>> start DOCUMENT SECTION

The Corporate Transparency Act (US)

The Corporate Transparency Act (CTA) introduces requirements around beneficial ownership transparency in the US and came into force on January 1, 2024. It requires firms to report their beneficial owners to the government, setting out requirements around how this information should be recorded and reported. Beneficial ownership information includes (BOI): full name, date of birth, current address, and a distinctive identification number.

The Act applies to US and foreign entities doing business in the US. Company directors who do not comply could pay up to $500 per day (up to $10,000) and face jail time of up to two years. Businesses will need to update FinCEN with any material changes. 

A new AML package for Europe (EU)

The EU’s latest AML package is anticipated to be agreed upon in Q1 2024, followed by a three-year transition period. It was introduced after a series of AML/CFT scandals that rocked members of the European Union and to harmonize AML/CFT measures across the EU. The package consists of four separate instruments: (1) A regulation to establish an AML Authority (AMLA), which is anticipated in 2024; (2) A new 6th Anti-Money Laundering Directive for countries to improve their domestic AML/CFT frameworks; (3) A new piece of regulation providing more clarity and guidance for obliged entities required to meet AML/CFT obligations, and (4) An updated Transfer of Funds Regulations (TFRs) clarifying requirements for information accompanying crypto asset transfers. The TFRs were adopted in June 2023. 

Economic Crime Plan 2 (UK)

The UK published an Economic Crime Plan 2 (ECP2) in 2023. It commits the government to decreasing money laundering and increasing asset recovery, tackling kleptocracy and combatting sanctions evasion, reducing fraud, and lowering the threat of international illicit finance to the UK and its interests. The ECP2 indicated it would increase resources for law enforcement, expand the National Crime Agency (NCA)’s capacity to fight corruption through its Combatting Klpetocracy Cell (CKC) and support the Crown Dependencies and British Overseas Territories in introducing beneficial ownership registries. It also detailed “cross-cutting system reforms” with a focus on information sharing, data, and technology, boosting law enforcement capacity via a public-private workforce strategy, reforming the criminal justice system, and providing additional funding to the tune of £400 million until the end of the 2025 financial year.

>> end DOCUMENT SECTION
>> start GIVEN INFORMATION

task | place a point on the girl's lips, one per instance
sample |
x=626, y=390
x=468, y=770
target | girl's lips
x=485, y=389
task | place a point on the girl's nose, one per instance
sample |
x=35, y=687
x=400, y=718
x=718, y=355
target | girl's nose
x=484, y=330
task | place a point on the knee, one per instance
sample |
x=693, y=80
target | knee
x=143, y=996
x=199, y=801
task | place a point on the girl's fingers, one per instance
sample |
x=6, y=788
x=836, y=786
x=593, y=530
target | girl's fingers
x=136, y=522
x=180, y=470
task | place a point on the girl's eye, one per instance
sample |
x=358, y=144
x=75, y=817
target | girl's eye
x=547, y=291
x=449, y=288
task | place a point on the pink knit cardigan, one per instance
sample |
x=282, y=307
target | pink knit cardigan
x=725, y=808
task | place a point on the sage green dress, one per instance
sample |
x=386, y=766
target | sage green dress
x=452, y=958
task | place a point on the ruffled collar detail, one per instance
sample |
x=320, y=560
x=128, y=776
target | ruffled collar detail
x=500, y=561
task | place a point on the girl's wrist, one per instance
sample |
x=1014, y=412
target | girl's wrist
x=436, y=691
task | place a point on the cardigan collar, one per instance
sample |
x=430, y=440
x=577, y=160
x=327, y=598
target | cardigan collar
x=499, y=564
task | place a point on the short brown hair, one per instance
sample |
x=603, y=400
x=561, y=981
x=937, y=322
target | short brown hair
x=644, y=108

>> end GIVEN INFORMATION

Reproduce the regulatory overview covering the Corporate Transparency Act, the EU's AML package, and the UK's Economic Crime Plan 2 in full, word for word, from its first heading through its final sentence.

The Corporate Transparency Act (US)

The Corporate Transparency Act (CTA) introduces requirements around beneficial ownership transparency in the US and came into force on January 1, 2024. It requires firms to report their beneficial owners to the government, setting out requirements around how this information should be recorded and reported. Beneficial ownership information includes (BOI): full name, date of birth, current address, and a distinctive identification number.

The Act applies to US and foreign entities doing business in the US. Company directors who do not comply could pay up to $500 per day (up to $10,000) and face jail time of up to two years. Businesses will need to update FinCEN with any material changes. 

A new AML package for Europe (EU)

The EU’s latest AML package is anticipated to be agreed upon in Q1 2024, followed by a three-year transition period. It was introduced after a series of AML/CFT scandals that rocked members of the European Union and to harmonize AML/CFT measures across the EU. The package consists of four separate instruments: (1) A regulation to establish an AML Authority (AMLA), which is anticipated in 2024; (2) A new 6th Anti-Money Laundering Directive for countries to improve their domestic AML/CFT frameworks; (3) A new piece of regulation providing more clarity and guidance for obliged entities required to meet AML/CFT obligations, and (4) An updated Transfer of Funds Regulations (TFRs) clarifying requirements for information accompanying crypto asset transfers. The TFRs were adopted in June 2023. 

Economic Crime Plan 2 (UK)

The UK published an Economic Crime Plan 2 (ECP2) in 2023. It commits the government to decreasing money laundering and increasing asset recovery, tackling kleptocracy and combatting sanctions evasion, reducing fraud, and lowering the threat of international illicit finance to the UK and its interests. The ECP2 indicated it would increase resources for law enforcement, expand the National Crime Agency (NCA)’s capacity to fight corruption through its Combatting Klpetocracy Cell (CKC) and support the Crown Dependencies and British Overseas Territories in introducing beneficial ownership registries. It also detailed “cross-cutting system reforms” with a focus on information sharing, data, and technology, boosting law enforcement capacity via a public-private workforce strategy, reforming the criminal justice system, and providing additional funding to the tune of £400 million until the end of the 2025 financial year.